- TEXT SEGMENT

Often, the woman cannot just leave

It is easy to imagine ourselves in situations and give idealistic solutions freely without actually experiencing something. Acting as human behaviour overlords without being in the situation comes easy to many of us. It requires no strength, courage or support, just words and assumptions. Many times over, these words do much more harm than good.

I write from experience when I say domestic violence is a complex social issue. I observed it throughout my childhood and for part of my early teenaged life. During those times I would wonder why my mom just wouldn’t leave.

The advice to women to just leave their abusers is thrown around so easily and often, it sometimes feels as if those saying it imagine there is some sort of emergency button women can press and just be teleported out of the chaos. It is communicated in a way which insinuates that just leaving is too simple to not do it and those sticking around are really just ‘asking for it’.

However, very often, domestic violence cases have shown us that leaving is the most dangerous thing a woman can do, especially without mechanisms in place to ensure she is free from her abuser socially, psychologically and financially.

Abuse is dangerous, but abuse over an extended period of time is like slow poison. That poison becomes so embedded in the relationship that it is normalized, and women start to negotiate with it every time an outburst takes place. It gets compared to something else that has happened or even someone else’s situation. Even women who have been somewhat fortunate to have some amount of “class protection” find it difficult to escape.

The psychological damage abuse causes makes it difficult to breakaway as it chips away at the self-esteem piece by piece. Leave, they say. Make a report, they say, as if going about doing these things in Guyana is a walk in the park.

As a teenage girl following my mom into the Brickdam Police Station, we were told by police officers, that it was “man and woman story” even though marks of violence and blood were visible.

Do we ever think about what this does to a victim, how hopeless and overpowered it makes them feel? What does that do to the psyche? Any mental health professional would tell you it helps to develop distrust. What about the teenage Ashma who witnessed all this? How did this shape my values and how I understand power dynamics and abuse?

I was lucky enough that it made me hypersensitive to red flags, but it also played a part in me developing OCD to the point I would need medication. The aftershock of abuse needs to be treated too. It just doesn’t all change after you leave.

Before we shout just leave, though it may be coming from a place of genuine care, it is better to ask what resources do you feel you need to get you through this. Before we insert ourselves with opinions on what we would do, let us remind ourselves that our circumstances and life experiences are all different. What may seem doable for one person, could present as an unbearable challenge for another. It takes a lot of courage for anyone to admit that they want to break free and acknowledge what is happening to them is wrong. We should learn to highlight this as an achievement and first step.

Leaving is not that simple and it is particularly not easy in Guyana where social services are insufficient to wholesomely assist women leaving and enable them to be financially, psychologically and socially free.

- DESCRIPTION OF THE TASK
Copy the essay on domestic violence from "I write from" to "psychologically and financially.", swapping "abusers" for "partners". The data that comes next is separate material, unrelated to the essay on domestic violence.

- INFORMATION SHOWN
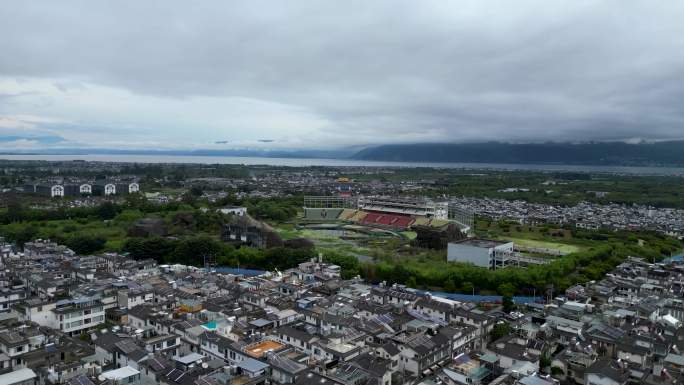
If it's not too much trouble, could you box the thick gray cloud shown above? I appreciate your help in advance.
[0,0,684,147]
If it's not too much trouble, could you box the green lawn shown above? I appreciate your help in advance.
[499,237,585,254]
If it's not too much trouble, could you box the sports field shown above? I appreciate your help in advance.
[501,237,583,254]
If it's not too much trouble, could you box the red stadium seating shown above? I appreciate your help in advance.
[361,213,413,229]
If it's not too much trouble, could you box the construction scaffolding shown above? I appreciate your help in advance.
[449,203,475,234]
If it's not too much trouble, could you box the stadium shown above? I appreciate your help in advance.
[304,196,473,237]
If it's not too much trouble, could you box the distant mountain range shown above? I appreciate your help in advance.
[0,148,358,159]
[0,140,684,167]
[352,141,684,166]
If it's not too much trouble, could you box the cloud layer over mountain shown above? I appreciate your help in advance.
[0,0,684,149]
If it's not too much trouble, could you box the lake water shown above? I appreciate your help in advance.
[0,154,684,176]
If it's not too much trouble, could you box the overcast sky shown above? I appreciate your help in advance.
[0,0,684,149]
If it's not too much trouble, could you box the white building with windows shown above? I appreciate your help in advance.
[17,297,105,335]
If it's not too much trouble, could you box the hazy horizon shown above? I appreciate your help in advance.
[0,1,684,152]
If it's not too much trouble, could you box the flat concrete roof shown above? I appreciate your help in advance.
[451,238,511,249]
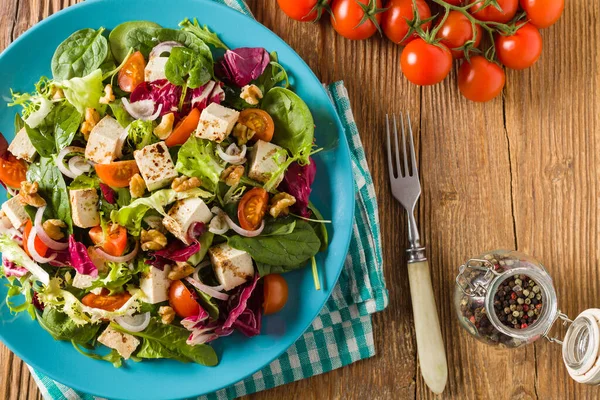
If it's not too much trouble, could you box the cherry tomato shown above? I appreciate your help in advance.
[0,154,27,189]
[277,0,331,22]
[436,11,483,58]
[458,56,506,102]
[331,0,382,40]
[496,23,542,69]
[23,219,48,257]
[238,188,269,231]
[118,51,146,93]
[400,38,452,86]
[238,108,275,142]
[381,0,431,46]
[169,281,200,318]
[521,0,565,29]
[165,108,200,147]
[81,289,131,311]
[469,0,519,23]
[263,274,288,315]
[89,225,127,257]
[94,160,140,187]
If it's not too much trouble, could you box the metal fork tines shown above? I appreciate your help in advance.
[385,114,425,261]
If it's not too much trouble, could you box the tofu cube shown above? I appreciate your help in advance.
[248,140,287,187]
[133,142,177,191]
[163,197,213,245]
[144,57,169,82]
[85,115,125,164]
[196,103,240,143]
[71,272,98,289]
[69,189,100,228]
[8,128,37,162]
[2,196,29,229]
[208,243,254,290]
[98,326,140,360]
[140,266,171,304]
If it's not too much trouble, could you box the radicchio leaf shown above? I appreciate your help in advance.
[215,47,271,87]
[69,235,98,278]
[278,158,317,218]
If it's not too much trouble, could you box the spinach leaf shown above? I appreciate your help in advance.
[124,27,212,62]
[262,87,315,162]
[52,28,108,81]
[38,307,100,343]
[111,318,219,366]
[27,157,73,234]
[108,99,134,128]
[54,102,82,152]
[179,18,229,50]
[165,47,213,89]
[228,220,321,267]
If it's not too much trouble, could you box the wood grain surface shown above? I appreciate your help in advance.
[0,0,600,400]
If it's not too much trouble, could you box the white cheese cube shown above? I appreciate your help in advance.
[98,326,140,360]
[144,57,169,82]
[71,272,98,289]
[85,115,125,164]
[140,266,171,304]
[8,128,37,162]
[133,142,177,191]
[69,189,100,228]
[248,140,287,187]
[163,197,213,245]
[196,103,240,143]
[208,243,254,290]
[2,196,29,229]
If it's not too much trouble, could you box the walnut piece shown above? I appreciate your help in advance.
[221,165,244,186]
[140,229,167,251]
[154,113,175,140]
[129,174,146,198]
[42,219,67,240]
[19,181,46,208]
[158,306,175,325]
[81,108,100,140]
[269,192,296,218]
[240,85,262,106]
[167,262,194,281]
[100,83,115,104]
[171,176,202,192]
[233,122,256,146]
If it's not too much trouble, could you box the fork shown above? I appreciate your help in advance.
[385,114,448,393]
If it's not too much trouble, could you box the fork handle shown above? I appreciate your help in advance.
[408,260,448,393]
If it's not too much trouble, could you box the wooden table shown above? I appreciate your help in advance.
[0,0,600,399]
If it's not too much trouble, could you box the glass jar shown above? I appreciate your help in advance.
[454,250,600,385]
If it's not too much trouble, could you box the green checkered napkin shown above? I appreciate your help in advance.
[31,0,388,400]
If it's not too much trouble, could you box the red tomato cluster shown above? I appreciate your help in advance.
[277,0,565,102]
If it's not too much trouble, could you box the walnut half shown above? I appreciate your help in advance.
[269,192,296,218]
[140,229,167,251]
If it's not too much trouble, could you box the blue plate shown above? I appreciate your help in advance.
[0,0,354,399]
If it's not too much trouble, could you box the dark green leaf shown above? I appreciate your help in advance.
[52,28,108,81]
[228,220,321,267]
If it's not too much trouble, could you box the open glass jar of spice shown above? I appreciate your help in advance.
[454,250,600,385]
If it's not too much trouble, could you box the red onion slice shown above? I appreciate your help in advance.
[121,97,162,121]
[27,227,56,264]
[34,206,69,250]
[217,143,247,165]
[94,242,140,263]
[150,41,183,58]
[185,276,229,301]
[115,312,150,332]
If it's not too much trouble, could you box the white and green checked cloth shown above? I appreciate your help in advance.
[25,0,388,400]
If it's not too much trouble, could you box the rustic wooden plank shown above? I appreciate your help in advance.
[506,1,600,399]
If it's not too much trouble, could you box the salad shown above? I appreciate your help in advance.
[0,19,328,367]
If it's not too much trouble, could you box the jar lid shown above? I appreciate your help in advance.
[562,308,600,385]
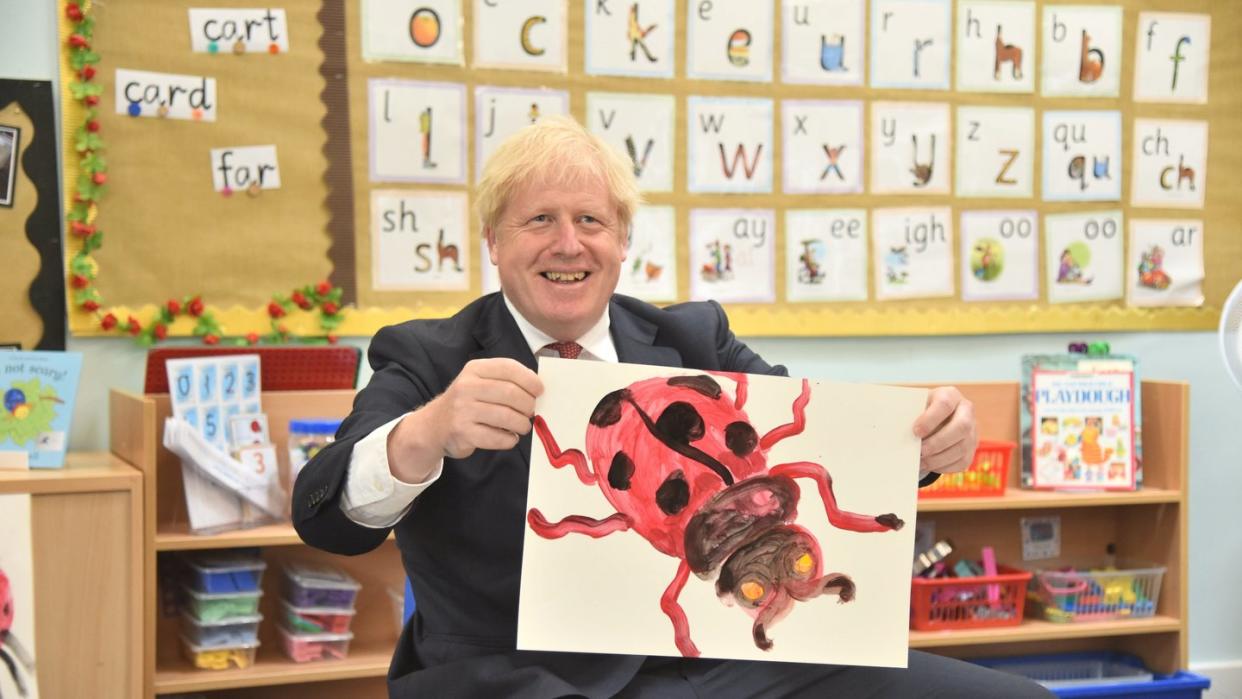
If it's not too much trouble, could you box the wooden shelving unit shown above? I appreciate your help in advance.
[0,453,144,698]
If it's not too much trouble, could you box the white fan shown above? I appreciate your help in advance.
[1221,282,1242,389]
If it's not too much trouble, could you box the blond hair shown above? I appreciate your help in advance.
[474,115,642,231]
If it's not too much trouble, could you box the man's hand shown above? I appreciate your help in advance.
[389,358,543,483]
[914,386,979,473]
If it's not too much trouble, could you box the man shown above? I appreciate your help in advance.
[293,118,1047,698]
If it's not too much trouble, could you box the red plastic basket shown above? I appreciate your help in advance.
[910,566,1031,631]
[919,440,1017,498]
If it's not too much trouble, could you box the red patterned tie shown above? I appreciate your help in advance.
[548,343,582,359]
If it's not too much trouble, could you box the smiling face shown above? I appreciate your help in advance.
[486,178,628,341]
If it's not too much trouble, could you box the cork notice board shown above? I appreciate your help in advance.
[62,0,1242,335]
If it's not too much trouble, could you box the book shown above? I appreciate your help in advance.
[1021,354,1143,490]
[0,351,82,468]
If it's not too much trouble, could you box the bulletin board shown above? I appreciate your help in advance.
[61,0,1242,340]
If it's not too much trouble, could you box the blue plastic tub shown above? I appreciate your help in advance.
[974,652,1212,699]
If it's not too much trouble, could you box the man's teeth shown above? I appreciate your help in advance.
[544,272,586,282]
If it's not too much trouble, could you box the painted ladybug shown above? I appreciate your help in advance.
[527,372,904,657]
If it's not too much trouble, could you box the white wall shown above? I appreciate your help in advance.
[9,0,1242,674]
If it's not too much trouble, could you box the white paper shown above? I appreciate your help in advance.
[871,0,953,89]
[582,0,677,78]
[871,102,953,194]
[211,145,281,191]
[189,7,289,53]
[1040,5,1128,97]
[959,210,1040,300]
[691,209,776,303]
[781,0,867,84]
[586,92,677,191]
[872,206,954,300]
[1040,110,1123,201]
[1130,119,1207,209]
[617,206,677,303]
[956,107,1035,197]
[361,0,463,66]
[518,359,927,667]
[1125,219,1203,307]
[474,86,569,181]
[686,0,775,82]
[371,190,471,292]
[1043,211,1124,303]
[785,209,868,302]
[114,68,217,122]
[472,0,568,73]
[781,99,863,194]
[686,96,774,192]
[1134,12,1212,104]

- RESULT OF THIS TASK
I write from experience when I say domestic violence is a complex social issue. I observed it throughout my childhood and for part of my early teenaged life. During those times I would wonder why my mom just wouldn’t leave.

The advice to women to just leave their partners is thrown around so easily and often, it sometimes feels as if those saying it imagine there is some sort of emergency button women can press and just be teleported out of the chaos. It is communicated in a way which insinuates that just leaving is too simple to not do it and those sticking around are really just ‘asking for it’.

However, very often, domestic violence cases have shown us that leaving is the most dangerous thing a woman can do, especially without mechanisms in place to ensure she is free from her abuser socially, psychologically and financially.